§ PROVIDED PASSAGE:
+-------+

ABILITY OF THE COMPANY TO CONTINUE GROWTH STRATEGY; POSSIBLE ADVERSE
CONSEQUENCES FROM RECENT GROWTH

    The Company's ability to continue its growth strategy depends on its
ability to increase the volume of loans it originates and purchases while
successfully managing its growth.  This volume increase is, in part, dependent
on the Company's ability to procure, maintain and manage its increasingly larger
warehouse facilities and lines of credit.  In addition to the Company's
financing needs, its ability to increase its volume of loans will depend on,
among other factors, its ability to (i) offer attractive products to prospective
borrowers, (ii) attract and retain qualified underwriting, servicing and other
personnel, (iii) market its products successfully, especially its new Direct
Loan products, (iv) establish new relationships and maintain existing
relationships with independent correspondent lenders in states where the Company
is currently active and in additional states and (v) build national brand name
recognition.  In addition, the Company has recently begun to focus resources on
the small loan consumer finance industry.  There can be no assurance that the
Company will successfully enter or compete in this highly competitive segment of
the consumer finance industry.

    In light of the Company's rapid growth, the historical performance of the
Company's operations, including its underwriting and servicing operations, which
were principally related to origination of Title I Loans, may be of limited
relevance in predicting future performance with respect to Conventional Loans,
especially debt consolidation loans or personal consumer loans.  Any credit or
other problems associated with the large number of loans originated in the
recent past may not become apparent until sometime in the future.  Consequently,
the Company's historical results of operations may be of limited relevance to an
investor seeking to predict the Company's future performance.  In addition,
purchases of Bulk Loans require the Company to rely to a certain extent on the
underwriting practices of the seller of the Bulk Loans.  Although the Company
has its own review process when purchasing Bulk Loans, the Company occasionally
must rely upon the underwriting standards of the originator, which standards may
not be as rigorous as the Company's.

+-------+

§ MATERIAL SUPPLIED:
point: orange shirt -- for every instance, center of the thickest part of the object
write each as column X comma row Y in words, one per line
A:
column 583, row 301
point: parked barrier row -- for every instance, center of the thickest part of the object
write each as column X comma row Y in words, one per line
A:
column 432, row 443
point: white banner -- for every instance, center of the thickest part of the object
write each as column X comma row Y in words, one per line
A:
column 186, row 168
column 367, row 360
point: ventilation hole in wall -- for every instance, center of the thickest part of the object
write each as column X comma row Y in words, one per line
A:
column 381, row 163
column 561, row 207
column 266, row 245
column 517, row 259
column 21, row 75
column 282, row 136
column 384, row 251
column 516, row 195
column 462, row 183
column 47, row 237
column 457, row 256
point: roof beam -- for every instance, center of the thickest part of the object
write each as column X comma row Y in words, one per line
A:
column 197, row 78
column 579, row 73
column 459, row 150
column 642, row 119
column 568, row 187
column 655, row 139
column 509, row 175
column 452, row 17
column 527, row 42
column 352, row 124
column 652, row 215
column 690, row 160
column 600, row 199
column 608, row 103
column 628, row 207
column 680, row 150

+-------+

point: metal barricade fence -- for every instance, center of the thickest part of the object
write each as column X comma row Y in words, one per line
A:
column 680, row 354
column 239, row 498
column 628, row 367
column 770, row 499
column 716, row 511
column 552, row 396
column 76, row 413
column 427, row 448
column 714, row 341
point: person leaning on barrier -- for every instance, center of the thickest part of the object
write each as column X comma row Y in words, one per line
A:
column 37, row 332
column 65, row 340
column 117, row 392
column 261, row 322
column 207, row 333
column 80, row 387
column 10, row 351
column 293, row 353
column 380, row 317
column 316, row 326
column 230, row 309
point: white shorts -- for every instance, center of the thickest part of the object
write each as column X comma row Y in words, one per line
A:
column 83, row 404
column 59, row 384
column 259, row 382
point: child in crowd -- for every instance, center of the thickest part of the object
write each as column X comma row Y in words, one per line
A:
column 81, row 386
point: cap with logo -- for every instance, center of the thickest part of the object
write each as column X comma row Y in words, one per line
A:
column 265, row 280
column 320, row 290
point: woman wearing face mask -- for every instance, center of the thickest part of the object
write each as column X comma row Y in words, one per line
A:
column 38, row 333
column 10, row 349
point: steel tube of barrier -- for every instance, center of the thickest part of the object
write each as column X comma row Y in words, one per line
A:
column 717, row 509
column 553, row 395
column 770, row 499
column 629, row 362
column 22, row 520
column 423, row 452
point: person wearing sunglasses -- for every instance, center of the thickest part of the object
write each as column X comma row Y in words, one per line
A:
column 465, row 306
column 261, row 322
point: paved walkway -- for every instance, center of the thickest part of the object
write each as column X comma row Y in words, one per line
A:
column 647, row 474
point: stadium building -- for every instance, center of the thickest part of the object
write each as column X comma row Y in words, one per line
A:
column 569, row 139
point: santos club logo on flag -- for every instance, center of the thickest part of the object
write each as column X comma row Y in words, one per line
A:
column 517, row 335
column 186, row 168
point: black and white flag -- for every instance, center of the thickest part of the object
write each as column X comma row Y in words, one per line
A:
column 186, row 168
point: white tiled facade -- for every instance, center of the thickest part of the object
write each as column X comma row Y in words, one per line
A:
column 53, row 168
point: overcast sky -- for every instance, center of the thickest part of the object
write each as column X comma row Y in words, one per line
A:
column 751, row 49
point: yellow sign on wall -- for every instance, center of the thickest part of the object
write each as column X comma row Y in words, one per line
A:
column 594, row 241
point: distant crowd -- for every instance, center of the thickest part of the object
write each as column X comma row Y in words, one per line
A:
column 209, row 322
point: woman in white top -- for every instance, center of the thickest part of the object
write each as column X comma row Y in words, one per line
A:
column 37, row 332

+-------+

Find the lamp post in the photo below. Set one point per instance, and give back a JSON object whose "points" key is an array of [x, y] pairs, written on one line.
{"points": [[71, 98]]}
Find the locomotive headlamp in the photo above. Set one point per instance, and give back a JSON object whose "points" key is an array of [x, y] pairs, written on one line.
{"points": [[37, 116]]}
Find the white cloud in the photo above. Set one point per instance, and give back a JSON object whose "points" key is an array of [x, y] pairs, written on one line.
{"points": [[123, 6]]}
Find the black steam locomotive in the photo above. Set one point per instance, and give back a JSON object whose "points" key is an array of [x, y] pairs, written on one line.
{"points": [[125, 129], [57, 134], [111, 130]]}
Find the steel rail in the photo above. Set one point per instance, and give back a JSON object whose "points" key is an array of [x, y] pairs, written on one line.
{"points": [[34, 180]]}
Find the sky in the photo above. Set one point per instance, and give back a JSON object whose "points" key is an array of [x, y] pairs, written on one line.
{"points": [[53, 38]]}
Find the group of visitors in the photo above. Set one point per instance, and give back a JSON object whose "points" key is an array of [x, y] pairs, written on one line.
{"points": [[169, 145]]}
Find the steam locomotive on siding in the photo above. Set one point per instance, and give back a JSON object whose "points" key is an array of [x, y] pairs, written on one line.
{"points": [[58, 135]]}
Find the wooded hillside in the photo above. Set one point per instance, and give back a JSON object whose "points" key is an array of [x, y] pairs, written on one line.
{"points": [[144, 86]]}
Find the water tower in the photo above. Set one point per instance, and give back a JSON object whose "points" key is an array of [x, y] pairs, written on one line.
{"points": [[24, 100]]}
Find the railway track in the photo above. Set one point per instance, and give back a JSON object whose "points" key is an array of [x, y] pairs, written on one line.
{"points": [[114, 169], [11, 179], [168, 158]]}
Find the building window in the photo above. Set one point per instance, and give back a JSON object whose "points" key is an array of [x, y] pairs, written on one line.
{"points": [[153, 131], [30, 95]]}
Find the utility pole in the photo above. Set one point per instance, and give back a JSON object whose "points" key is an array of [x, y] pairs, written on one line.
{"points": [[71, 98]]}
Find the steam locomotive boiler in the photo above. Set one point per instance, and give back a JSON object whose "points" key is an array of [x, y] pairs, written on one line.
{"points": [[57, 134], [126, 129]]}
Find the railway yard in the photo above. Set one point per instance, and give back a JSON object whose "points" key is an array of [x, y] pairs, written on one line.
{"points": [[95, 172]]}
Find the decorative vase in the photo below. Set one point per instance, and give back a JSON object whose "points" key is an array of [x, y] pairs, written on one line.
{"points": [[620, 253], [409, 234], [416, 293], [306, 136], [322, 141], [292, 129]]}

+-------+

§ REQUIRED ACTIONS:
1) Rewrite the stretch of the listing from the line containing "point: white tiled" through the line containing "column 209, row 322", putting "widest" wherever "thickest" appears and keeping everything else unchanged.
2) Carry on the passage about the Company's growth strategy and its risks, beginning after its final sentence.

§ TASK-BY-TASK RESULTS:
1)
point: white tiled facade -- for every instance, center of the widest part of the object
write each as column X comma row Y in words, one per line
A:
column 53, row 168
point: overcast sky -- for every instance, center of the widest part of the object
write each as column X comma row Y in words, one per line
A:
column 751, row 49
point: yellow sign on wall -- for every instance, center of the widest part of the object
write each as column X comma row Y in words, one per line
A:
column 594, row 241
point: distant crowd -- for every instance, center of the widest part of the object
write each as column X comma row Y in words, one per line
A:
column 209, row 322

2)
    The Company's ability to successfully manage its growth as it pursues its
growth strategy will be dependent upon, among other things, its ability to (i)
maintain appropriate procedures, policies and systems to ensure that the
Company's loans have an acceptable level of credit risk and loss, (ii) satisfy
its need for additional short-term and long-term financing, (iii) manage the
costs associated with expanding its infrastructure, including systems, personnel
and facilities, and (iv) continue operating in competitive, economic, regulatory
and judicial environments that are conducive to the Company's business
activities.  The Company's requirement for additional operating procedures,
personnel and facilities is expected to continue over the near term.  The
Company is absorbing the effects of the implementation of new computer hardware
and software to manage its business operations, and it plans to continue to
procure hardware and software that require additional corresponding investments
in training and education.  The Company's significant growth 


                                      11

<PAGE>

has placed substantial new and increased pressures on the Company's personnel.
There can be no assurance that the addition of new operating procedures, 
personnel and facilities together with the Company's enhanced information 
systems, will be sufficient to enable it to meet its current operating needs. 
Changes in the Company's ability to obtain or maintain any or all of these 
factors or to successfully manage its growth strategy could have a material 
adverse effect on the Company's operations, profitability and growth.

CONSOLIDATION OF OPERATIONS OF ACQUISITIONS

    Since November 1995, the Company has made numerous acquisitions and intends
to acquire additional companies in the consumer finance industry.  The Company
must successfully integrate the management, marketing, products and systems
associated with its acquisitions if the Company is to make current or
prospective acquisitions financially successful.  In addition, the Company's
strategy of acquiring personal consumer loan companies involves introducing the
Company's strategic loan products, which are very different from the type of
loans such companies now originate, into this origination channel.  Acquisitions
may produce excess costs and may become significant distractions to management
if they are not timely integrated.  There can be no assurance that future
acquisition opportunities will become available, that such future acquisitions
can be accomplished on favorable terms or that such acquisitions, if any, will
result in profitable operations in the future or can be integrated successfully
with the Company's existing business.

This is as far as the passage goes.